EXTRACTED ENTRIES |
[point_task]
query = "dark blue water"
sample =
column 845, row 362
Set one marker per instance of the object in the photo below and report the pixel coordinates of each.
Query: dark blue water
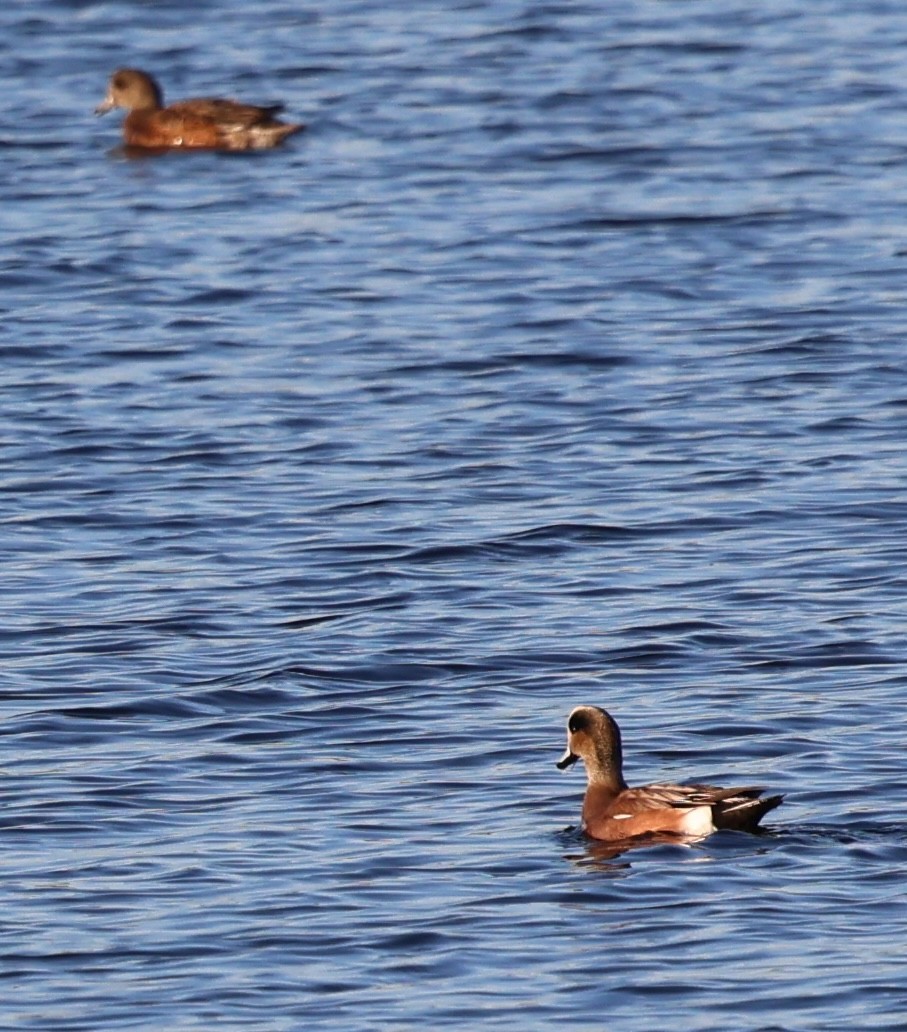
column 562, row 359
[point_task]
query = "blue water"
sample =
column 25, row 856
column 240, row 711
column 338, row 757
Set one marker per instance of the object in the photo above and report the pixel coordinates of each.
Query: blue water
column 560, row 360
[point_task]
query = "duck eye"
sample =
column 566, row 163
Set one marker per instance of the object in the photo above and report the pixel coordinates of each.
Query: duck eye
column 576, row 722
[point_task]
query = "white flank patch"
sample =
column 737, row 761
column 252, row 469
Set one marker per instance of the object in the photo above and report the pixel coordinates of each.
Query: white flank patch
column 698, row 820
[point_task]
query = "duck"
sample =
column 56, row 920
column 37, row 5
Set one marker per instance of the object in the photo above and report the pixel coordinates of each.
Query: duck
column 613, row 811
column 204, row 123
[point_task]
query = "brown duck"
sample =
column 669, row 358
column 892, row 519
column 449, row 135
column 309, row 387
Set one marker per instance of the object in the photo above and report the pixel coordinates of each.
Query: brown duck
column 613, row 811
column 205, row 123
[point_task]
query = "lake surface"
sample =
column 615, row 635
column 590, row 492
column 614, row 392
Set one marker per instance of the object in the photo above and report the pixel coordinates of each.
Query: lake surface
column 562, row 359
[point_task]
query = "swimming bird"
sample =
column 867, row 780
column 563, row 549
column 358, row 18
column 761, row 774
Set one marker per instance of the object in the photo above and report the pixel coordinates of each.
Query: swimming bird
column 203, row 123
column 612, row 811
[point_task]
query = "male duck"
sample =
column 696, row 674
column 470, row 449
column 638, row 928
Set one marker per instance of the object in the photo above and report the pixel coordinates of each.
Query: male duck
column 202, row 123
column 612, row 811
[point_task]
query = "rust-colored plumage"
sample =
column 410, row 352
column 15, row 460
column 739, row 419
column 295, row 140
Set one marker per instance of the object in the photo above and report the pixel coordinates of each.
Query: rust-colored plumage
column 612, row 811
column 204, row 123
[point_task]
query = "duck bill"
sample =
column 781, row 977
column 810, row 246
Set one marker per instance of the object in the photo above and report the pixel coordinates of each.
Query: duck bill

ABOUT THIS TASK |
Output the listing above in full and exactly, with pictures excluded.

WRITTEN ANSWER |
[point_task]
query = "dark blue water"
sample =
column 845, row 362
Set one marker per instance of the object in the photo below and report the pixel coordinates of each.
Query: dark blue water
column 562, row 359
[point_task]
query = "blue water"
sample =
column 25, row 856
column 240, row 711
column 338, row 757
Set one marker per instance of the object in the photo above and report the pixel coordinates of each.
Query: blue water
column 560, row 360
[point_task]
query = "duck eye"
sample =
column 566, row 163
Set one marker per instance of the object in the photo above and report the pixel coordinates of each.
Query: duck eye
column 576, row 722
[point_task]
query = "white flank patch"
sample =
column 737, row 761
column 252, row 469
Set one marker per instance of the object in the photo above and report the pixel coordinates of each.
Query: white flank patch
column 698, row 820
[point_task]
query = "duck"
sample =
column 56, row 920
column 37, row 5
Set one marker per instance of the object in the photo above and report the pixel coordinates of each.
Query: duck
column 613, row 811
column 204, row 123
[point_task]
query = "brown duck"
sample =
column 669, row 358
column 892, row 519
column 449, row 135
column 309, row 387
Set one marker per instance of the object in the photo above and report the pixel coordinates of each.
Query: brown duck
column 613, row 811
column 205, row 123
[point_task]
query = "lake surface"
sample =
column 615, row 635
column 590, row 492
column 614, row 392
Set one marker per instance of the object in the photo above and report the pixel coordinates of each.
Query: lake surface
column 562, row 359
[point_task]
query = "swimming bird"
sample =
column 867, row 780
column 563, row 549
column 358, row 18
column 761, row 774
Set one marker per instance of the object in the photo above and report the pixel coordinates of each.
Query: swimming bird
column 203, row 123
column 612, row 811
[point_task]
query = "male duck"
sample =
column 696, row 674
column 470, row 449
column 638, row 928
Set one marker per instance of the object in the photo above and report the pixel coordinates of each.
Query: male duck
column 202, row 123
column 612, row 811
[point_task]
query = "rust-colored plumage"
sample =
column 410, row 352
column 15, row 460
column 739, row 419
column 295, row 140
Set one marker per instance of the object in the photo above and report the pixel coordinates of each.
Query: rust-colored plumage
column 612, row 811
column 204, row 123
[point_task]
query = "duck bill"
sample =
column 781, row 977
column 810, row 246
Set one marker per instance of the object in the photo above and report the pixel coordinates of each.
Query: duck bill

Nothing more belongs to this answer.